[Referring expression grounding data]
####

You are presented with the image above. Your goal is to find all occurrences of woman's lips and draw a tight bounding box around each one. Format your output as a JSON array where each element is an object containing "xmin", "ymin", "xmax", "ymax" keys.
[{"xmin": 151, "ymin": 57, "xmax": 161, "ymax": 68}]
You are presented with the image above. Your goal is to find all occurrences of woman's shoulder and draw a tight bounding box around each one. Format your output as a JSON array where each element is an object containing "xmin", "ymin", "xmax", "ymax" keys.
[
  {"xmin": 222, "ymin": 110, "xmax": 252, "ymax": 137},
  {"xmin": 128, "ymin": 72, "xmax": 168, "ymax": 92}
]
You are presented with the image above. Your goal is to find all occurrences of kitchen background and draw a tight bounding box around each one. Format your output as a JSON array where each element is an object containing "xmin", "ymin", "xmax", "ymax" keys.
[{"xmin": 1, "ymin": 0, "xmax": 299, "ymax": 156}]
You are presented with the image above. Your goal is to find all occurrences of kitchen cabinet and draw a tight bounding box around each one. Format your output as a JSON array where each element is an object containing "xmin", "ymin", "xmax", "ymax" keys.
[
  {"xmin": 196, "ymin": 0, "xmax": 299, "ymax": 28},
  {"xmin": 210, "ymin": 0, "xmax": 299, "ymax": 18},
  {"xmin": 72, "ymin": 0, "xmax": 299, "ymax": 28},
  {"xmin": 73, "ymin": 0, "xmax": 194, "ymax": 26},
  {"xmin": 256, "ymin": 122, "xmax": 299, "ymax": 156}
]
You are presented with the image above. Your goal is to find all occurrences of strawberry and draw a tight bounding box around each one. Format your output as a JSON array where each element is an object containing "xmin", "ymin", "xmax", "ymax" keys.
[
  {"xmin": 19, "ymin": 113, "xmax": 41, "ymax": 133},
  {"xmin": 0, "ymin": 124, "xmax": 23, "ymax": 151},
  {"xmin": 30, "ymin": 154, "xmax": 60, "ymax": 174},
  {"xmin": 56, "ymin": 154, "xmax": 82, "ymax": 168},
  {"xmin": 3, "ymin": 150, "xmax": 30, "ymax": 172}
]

####

Every entry is to be returned exactly, with nothing dropped.

You are presented with the image above. Your goal is to find all occurrences of woman's lips and draw a tight bounding box around each one. Format your output as a JSON array where each element is an object containing "xmin", "ymin", "xmax", "ymax" keys.
[{"xmin": 151, "ymin": 57, "xmax": 161, "ymax": 68}]
You are presented with the image above. Your goal is to find all occurrences of woman's shoulder and draw a tight bounding box around each one. Format your output as a JSON array where each element is an object containing "xmin", "ymin", "xmax", "ymax" keys.
[
  {"xmin": 222, "ymin": 110, "xmax": 252, "ymax": 137},
  {"xmin": 128, "ymin": 72, "xmax": 168, "ymax": 92}
]
You are presented with the image above. Your goal is to find all occurrences of kitchen background and draw a tight bounding box around each one. Format your output as a JSON array where each element is an object containing "xmin", "ymin", "xmax", "ymax" keys.
[{"xmin": 1, "ymin": 0, "xmax": 299, "ymax": 156}]
You are presented with the image above. Your goal is to find all occurrences of kitchen cabinet and draw a tight bounding box around each one. Format your output as a JSON array where each element is an object containing "xmin", "ymin", "xmax", "ymax" keys.
[
  {"xmin": 196, "ymin": 0, "xmax": 299, "ymax": 28},
  {"xmin": 210, "ymin": 0, "xmax": 299, "ymax": 18},
  {"xmin": 72, "ymin": 0, "xmax": 299, "ymax": 28},
  {"xmin": 73, "ymin": 0, "xmax": 194, "ymax": 26},
  {"xmin": 256, "ymin": 122, "xmax": 299, "ymax": 156}
]
You are presented with the image above. Your goal is to find all occurrences of strawberry and draw a tight bounding box around each one. Format your output as a JSON array where each element is an object containing "xmin", "ymin", "xmax", "ymax" keys.
[
  {"xmin": 19, "ymin": 113, "xmax": 41, "ymax": 133},
  {"xmin": 0, "ymin": 124, "xmax": 23, "ymax": 151},
  {"xmin": 30, "ymin": 154, "xmax": 60, "ymax": 174},
  {"xmin": 56, "ymin": 154, "xmax": 82, "ymax": 168},
  {"xmin": 3, "ymin": 150, "xmax": 30, "ymax": 172}
]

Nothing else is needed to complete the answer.